_WHAT IS BEING ASKED_
The records must be duplicated exactly, with every picture left out.

── PROVIDED RECORDS

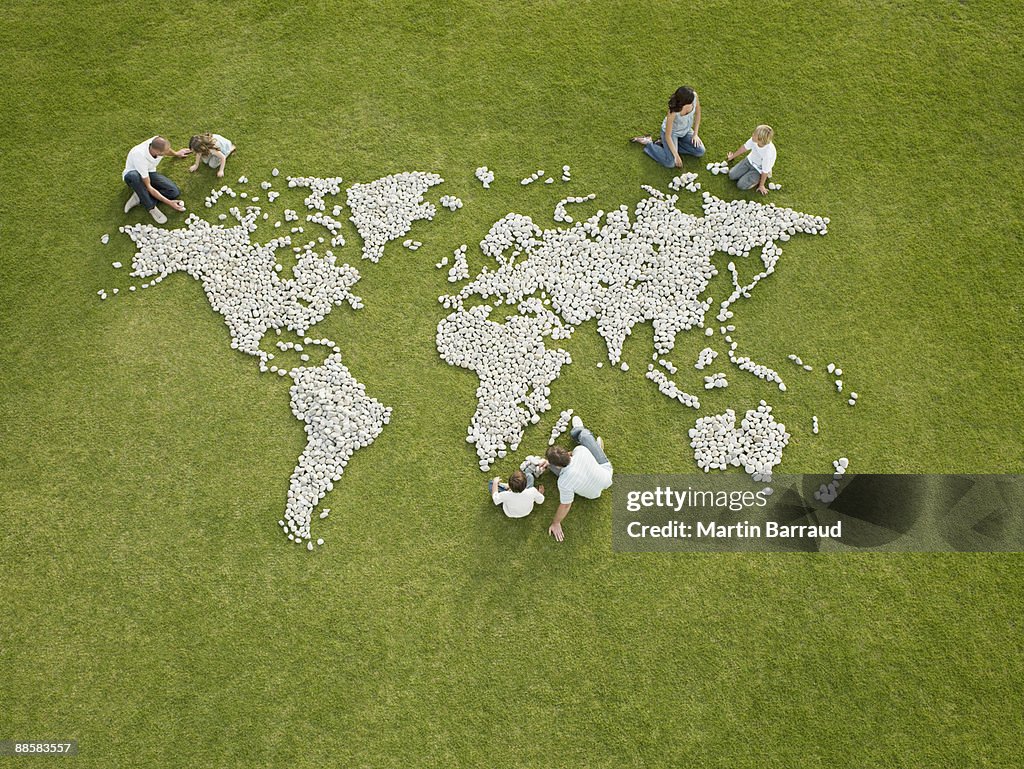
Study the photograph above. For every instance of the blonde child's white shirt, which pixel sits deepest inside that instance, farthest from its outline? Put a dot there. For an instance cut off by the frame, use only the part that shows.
(518, 504)
(762, 158)
(140, 160)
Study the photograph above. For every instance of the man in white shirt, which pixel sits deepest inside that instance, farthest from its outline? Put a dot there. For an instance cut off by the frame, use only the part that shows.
(150, 187)
(586, 471)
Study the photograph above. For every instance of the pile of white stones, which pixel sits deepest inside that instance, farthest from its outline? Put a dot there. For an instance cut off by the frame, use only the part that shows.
(705, 358)
(685, 181)
(485, 176)
(757, 445)
(451, 202)
(669, 388)
(827, 494)
(460, 267)
(716, 380)
(241, 279)
(384, 210)
(340, 419)
(560, 426)
(515, 370)
(560, 214)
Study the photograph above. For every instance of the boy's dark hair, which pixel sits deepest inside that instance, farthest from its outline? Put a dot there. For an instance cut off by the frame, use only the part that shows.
(517, 481)
(557, 456)
(684, 95)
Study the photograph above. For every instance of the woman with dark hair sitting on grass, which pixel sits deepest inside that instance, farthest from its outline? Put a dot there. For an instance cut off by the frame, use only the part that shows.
(679, 130)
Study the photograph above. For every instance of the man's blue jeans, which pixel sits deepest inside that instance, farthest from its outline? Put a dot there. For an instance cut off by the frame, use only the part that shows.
(160, 182)
(663, 154)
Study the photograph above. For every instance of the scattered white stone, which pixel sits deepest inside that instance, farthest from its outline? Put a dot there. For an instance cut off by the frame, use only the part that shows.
(716, 380)
(560, 213)
(460, 267)
(757, 445)
(669, 388)
(485, 176)
(705, 358)
(451, 202)
(686, 181)
(560, 426)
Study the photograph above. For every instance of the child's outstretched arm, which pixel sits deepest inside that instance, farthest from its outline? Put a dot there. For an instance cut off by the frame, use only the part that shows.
(223, 162)
(737, 152)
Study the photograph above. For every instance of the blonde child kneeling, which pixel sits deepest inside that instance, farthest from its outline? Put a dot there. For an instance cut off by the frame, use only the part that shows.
(518, 498)
(755, 169)
(211, 148)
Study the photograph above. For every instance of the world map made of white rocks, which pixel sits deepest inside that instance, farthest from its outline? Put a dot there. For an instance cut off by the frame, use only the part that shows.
(623, 271)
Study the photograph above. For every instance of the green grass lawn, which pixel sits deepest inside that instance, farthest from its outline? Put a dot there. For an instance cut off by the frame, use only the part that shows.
(148, 605)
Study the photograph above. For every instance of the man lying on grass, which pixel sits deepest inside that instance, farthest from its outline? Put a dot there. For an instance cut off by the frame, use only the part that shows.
(586, 471)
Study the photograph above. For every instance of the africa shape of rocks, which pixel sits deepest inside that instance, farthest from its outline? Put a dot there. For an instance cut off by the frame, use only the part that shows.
(757, 445)
(242, 283)
(514, 367)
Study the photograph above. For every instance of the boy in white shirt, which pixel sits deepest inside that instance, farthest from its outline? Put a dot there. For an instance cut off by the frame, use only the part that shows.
(518, 498)
(755, 169)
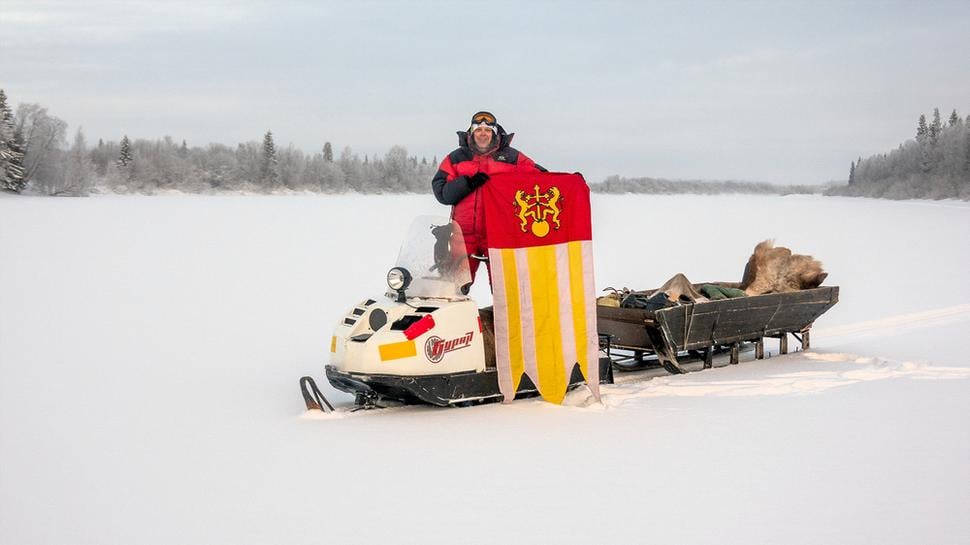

────

_TASK RESPONSE_
Study the photograph above. For every instance of the blonde child's white shirt, which pixel sits deepest inside that instance, farthest from its outline? Put a dot there. For an instance cut off by the frame, use only the part that shows.
(518, 504)
(762, 158)
(140, 160)
Study the photograph above. For every instance of the man in white shirt, which pixel sits deepest inside that instance, farthest from its outline? Put a dot there. For an instance cut off by the frame, use only the part that shows.
(150, 187)
(586, 471)
Study the photograph above. For every instance of the pile of white stones, which pixel sits deepest inside that instance, farthest from its outline? Put a dot there. For an instance cut off by the frame, use only the part that shows.
(705, 358)
(685, 181)
(485, 176)
(757, 445)
(451, 202)
(669, 388)
(827, 494)
(460, 267)
(716, 380)
(241, 279)
(384, 210)
(340, 419)
(560, 426)
(515, 370)
(560, 214)
Study the photograph above. For every instance of the boy's dark hair, which pixel sits deepest inside that instance, farthest from its outline? Put a dot there. For an instance cut off by the frame, use only the part that shows.
(517, 481)
(557, 456)
(684, 95)
Study the photograph above. For every instance of the woman with dark hair sitting on grass, which pixel sits deepest inside that instance, farthest from its outline? Put a dot there. For an instance cut off by the frame, use only the part that shows.
(679, 130)
Study the photograph above. For every instance of the man's blue jeans, which pixel sits deepest inside that instance, farthest from its outline? Put a dot there. For an instance cut off by the frame, use only the part that shows.
(160, 182)
(663, 154)
Study the photograph above. For every instance of the scattered white stone, which pixel sits deepest inside that instance, farthest from its outline? Put a dot there. For an instance cut off by the frame, use only the part that shows.
(716, 380)
(560, 213)
(460, 267)
(757, 445)
(669, 388)
(485, 176)
(705, 358)
(451, 202)
(686, 181)
(560, 426)
Study the photograph above. For every instance of the child's outstretched arm, which pixel sits deepest inside that instance, farthest from its outline? Put a dot there. For an instance cut off by the frame, use only the part that shows.
(223, 162)
(737, 152)
Study the photograph above. For every instance of the blonde child kneeling, which pixel sits deepest inside that instance, farthest from its outline? Put a dot there. For an instance cut off by the frame, use only the part that shows.
(518, 498)
(755, 169)
(211, 148)
Study the photograph above. For every instance of the world map made of white rocks, which pixel sits deepest inside that instance, farthest from its outline? Put a dot there. For an instance cut off by the frame, use only the part that shows.
(623, 271)
Study the photograph above. For every instance of the green grass lawn, which pixel sits deepest inside that instance, farthest from its outline? Put a dot there. For an instance cut off by the frame, use only the part that shows.
(148, 605)
Study the photograph above. For every instance of the man lying on grass, which pixel sits deepest inside that instance, farthest from its outline? Put a dot there. For an instance cut off by the frame, use only the part that shows.
(586, 471)
Study the photograph above. For every instance of the africa shape of rocks, which pixel sits deepest inside that instance, farthest from its outline? Put a dot there. For an instance cut off by the frame, use only the part that shows.
(757, 445)
(242, 283)
(514, 367)
Study the photograph above. For every instance of the boy in white shirt, which pixel sits deepest inside that instance, farthest from its outline? Put a dot there. For an instance cut off by the frame, use only the part that shows.
(518, 498)
(755, 169)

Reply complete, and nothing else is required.